-- TEXT PASSAGE follows --
Half of Minnesota’s population now lives in communities that restrict e-cigarette use in indoor public places. But despite 51 cities and counties across the state adding e-cigarettes to indoor air policies, state-level legislation has stalled.
“Now that half of Minnesota is protected from e-cigarette aerosol in public, it’s time for state leaders to extend this protection to all Minnesotans by adding e-cigarettes to the Freedom to Breathe Act,” said our Vice President Andrea Mowery in a statement.
E-cigarettes are a relatively new tobacco product and were not included in the Freedom to Breathe Act when it passed in 2007. Although the long-term health effects of e-cigarette use are not yet known, research shows that the aerosol they emit contains heavy metals and carcinogens.
-- TEXT PASSAGE concluded --
→ REQUIRED ACTIONS
A) Print the part of the Minnesota e-cigarette passage that opens with the words containing "E-cigarettes are a" and closes with "metals and carcinogens.".
B) According to the Minnesota e-cigarette passage, in what year did the Freedom to Breathe Act pass?
C) Can you rewrite the paragraph of the Minnesota e-cigarette passage beginning "E-cigarettes are a relatively new" more briefly while keeping its main facts?
-- SOURCE DATA follows --
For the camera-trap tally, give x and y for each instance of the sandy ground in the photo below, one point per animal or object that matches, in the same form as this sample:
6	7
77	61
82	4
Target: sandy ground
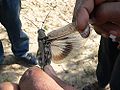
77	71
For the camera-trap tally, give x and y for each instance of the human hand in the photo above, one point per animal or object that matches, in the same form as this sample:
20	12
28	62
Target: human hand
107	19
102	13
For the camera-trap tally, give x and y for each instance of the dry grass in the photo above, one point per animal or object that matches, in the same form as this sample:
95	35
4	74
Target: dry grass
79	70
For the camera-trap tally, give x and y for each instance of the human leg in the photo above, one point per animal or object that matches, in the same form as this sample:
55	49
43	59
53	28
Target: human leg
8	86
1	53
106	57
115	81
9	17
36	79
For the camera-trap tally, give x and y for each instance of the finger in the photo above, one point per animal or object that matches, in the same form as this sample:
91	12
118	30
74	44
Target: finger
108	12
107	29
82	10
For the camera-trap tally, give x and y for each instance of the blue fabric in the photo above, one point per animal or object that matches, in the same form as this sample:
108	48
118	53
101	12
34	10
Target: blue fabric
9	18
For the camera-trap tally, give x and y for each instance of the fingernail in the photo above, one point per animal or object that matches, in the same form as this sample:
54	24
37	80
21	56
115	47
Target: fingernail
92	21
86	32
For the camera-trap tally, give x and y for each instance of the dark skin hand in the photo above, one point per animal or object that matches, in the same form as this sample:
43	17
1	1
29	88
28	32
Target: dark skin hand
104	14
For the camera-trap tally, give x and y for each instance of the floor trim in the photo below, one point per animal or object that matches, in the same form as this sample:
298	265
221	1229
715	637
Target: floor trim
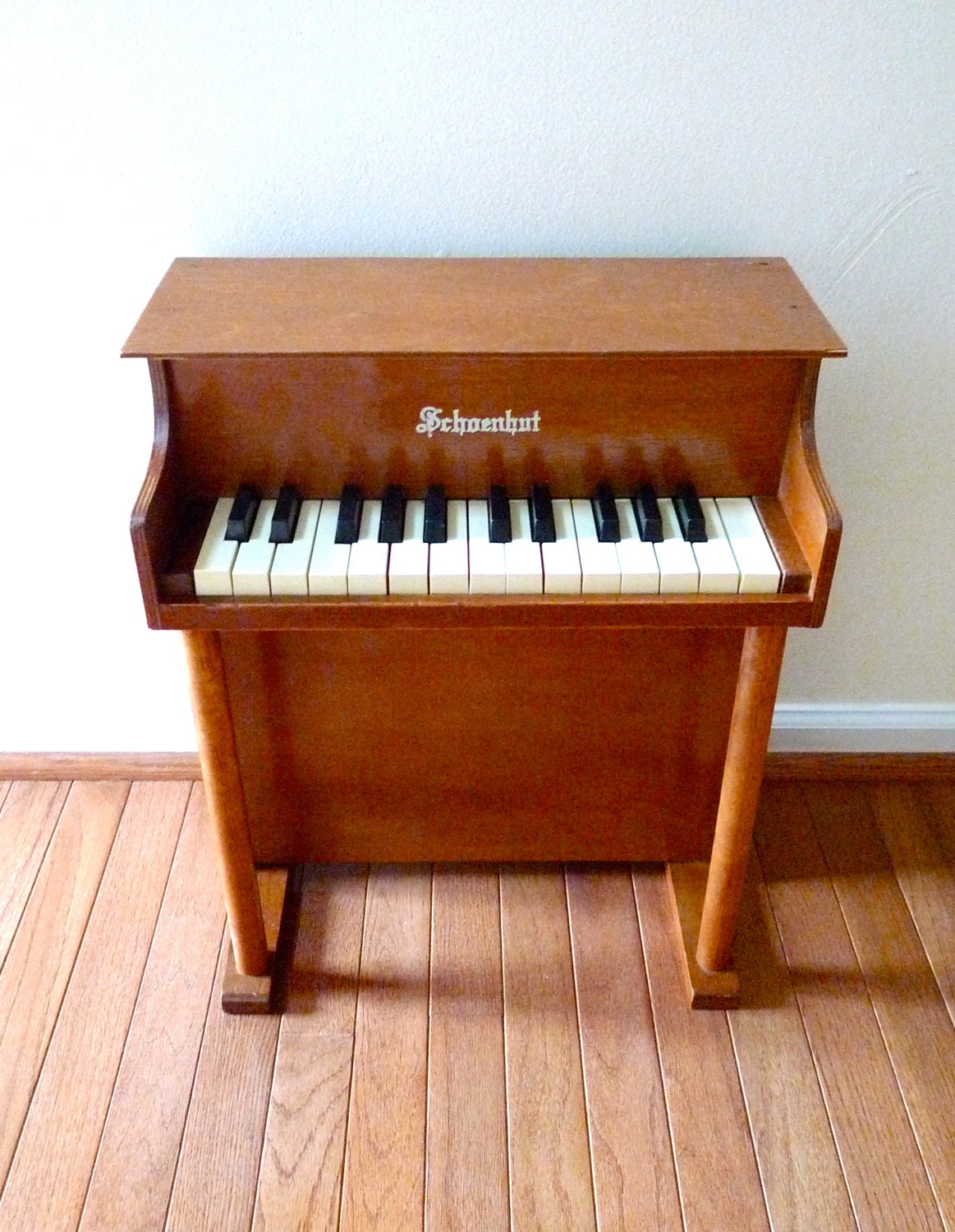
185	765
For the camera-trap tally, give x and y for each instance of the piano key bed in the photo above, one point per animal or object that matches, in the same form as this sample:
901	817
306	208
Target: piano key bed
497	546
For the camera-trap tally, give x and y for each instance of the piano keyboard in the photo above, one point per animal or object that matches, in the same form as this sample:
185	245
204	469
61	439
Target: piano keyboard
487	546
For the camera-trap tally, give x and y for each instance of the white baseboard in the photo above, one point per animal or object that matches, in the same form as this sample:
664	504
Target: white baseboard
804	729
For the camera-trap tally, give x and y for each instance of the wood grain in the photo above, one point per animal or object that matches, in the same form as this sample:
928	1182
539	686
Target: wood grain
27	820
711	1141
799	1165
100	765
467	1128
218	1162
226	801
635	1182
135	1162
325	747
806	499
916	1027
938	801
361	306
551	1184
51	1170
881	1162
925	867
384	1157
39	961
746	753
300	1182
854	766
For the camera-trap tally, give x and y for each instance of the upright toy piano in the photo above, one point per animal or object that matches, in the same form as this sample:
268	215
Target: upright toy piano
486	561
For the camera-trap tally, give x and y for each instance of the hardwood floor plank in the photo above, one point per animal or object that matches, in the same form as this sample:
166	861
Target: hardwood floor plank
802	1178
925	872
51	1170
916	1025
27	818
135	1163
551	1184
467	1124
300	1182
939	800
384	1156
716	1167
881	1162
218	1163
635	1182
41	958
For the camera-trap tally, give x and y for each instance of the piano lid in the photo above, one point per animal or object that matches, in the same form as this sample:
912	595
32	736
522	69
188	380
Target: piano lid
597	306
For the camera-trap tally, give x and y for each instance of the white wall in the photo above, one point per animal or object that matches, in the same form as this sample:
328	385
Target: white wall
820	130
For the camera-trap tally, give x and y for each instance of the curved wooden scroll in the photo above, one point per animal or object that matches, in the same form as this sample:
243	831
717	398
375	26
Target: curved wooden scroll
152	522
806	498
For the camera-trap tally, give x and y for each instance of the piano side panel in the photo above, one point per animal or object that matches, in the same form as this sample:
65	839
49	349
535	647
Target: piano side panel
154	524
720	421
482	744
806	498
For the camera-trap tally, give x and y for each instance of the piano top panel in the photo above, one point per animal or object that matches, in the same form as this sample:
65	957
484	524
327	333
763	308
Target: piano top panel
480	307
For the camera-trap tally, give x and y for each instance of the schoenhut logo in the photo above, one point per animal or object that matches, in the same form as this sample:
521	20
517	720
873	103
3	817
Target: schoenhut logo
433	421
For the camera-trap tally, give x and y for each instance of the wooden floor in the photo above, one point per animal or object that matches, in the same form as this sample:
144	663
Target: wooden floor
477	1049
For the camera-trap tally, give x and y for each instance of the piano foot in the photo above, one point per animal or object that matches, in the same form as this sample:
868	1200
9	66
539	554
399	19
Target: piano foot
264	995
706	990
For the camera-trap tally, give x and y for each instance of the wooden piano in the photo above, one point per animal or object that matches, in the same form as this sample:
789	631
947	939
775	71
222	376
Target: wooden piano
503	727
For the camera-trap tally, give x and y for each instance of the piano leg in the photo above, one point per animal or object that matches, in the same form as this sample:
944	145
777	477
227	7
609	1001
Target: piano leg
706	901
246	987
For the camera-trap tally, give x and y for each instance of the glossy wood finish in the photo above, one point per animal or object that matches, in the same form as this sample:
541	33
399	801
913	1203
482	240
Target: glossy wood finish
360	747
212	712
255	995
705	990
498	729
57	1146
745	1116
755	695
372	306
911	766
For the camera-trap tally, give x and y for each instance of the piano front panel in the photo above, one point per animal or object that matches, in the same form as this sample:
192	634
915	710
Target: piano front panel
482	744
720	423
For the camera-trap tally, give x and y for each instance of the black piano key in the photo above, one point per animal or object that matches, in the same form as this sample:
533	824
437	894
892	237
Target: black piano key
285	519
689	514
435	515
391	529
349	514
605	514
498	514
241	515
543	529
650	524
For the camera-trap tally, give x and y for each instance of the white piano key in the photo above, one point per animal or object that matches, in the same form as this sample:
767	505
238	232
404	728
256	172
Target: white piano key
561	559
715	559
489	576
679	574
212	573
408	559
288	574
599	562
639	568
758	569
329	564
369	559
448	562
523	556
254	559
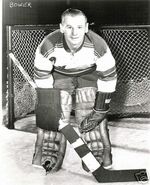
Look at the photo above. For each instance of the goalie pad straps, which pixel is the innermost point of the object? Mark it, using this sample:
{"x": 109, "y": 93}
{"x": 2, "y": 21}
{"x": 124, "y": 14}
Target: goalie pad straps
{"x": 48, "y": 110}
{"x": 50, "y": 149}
-- SOURCE DATA concluded --
→ TASK RESULTS
A)
E-cigarettes are a relatively new tobacco product and were not included in the Freedom to Breathe Act when it passed in 2007. Although the long-term health effects of e-cigarette use are not yet known, research shows that the aerosol they emit contains heavy metals and carcinogens.

B) 2007

C) E-cigarettes, a relatively new tobacco product, were left out of the Freedom to Breathe Act when it passed in 2007. Their long-term health effects are not yet known, but research shows their aerosol contains heavy metals and carcinogens.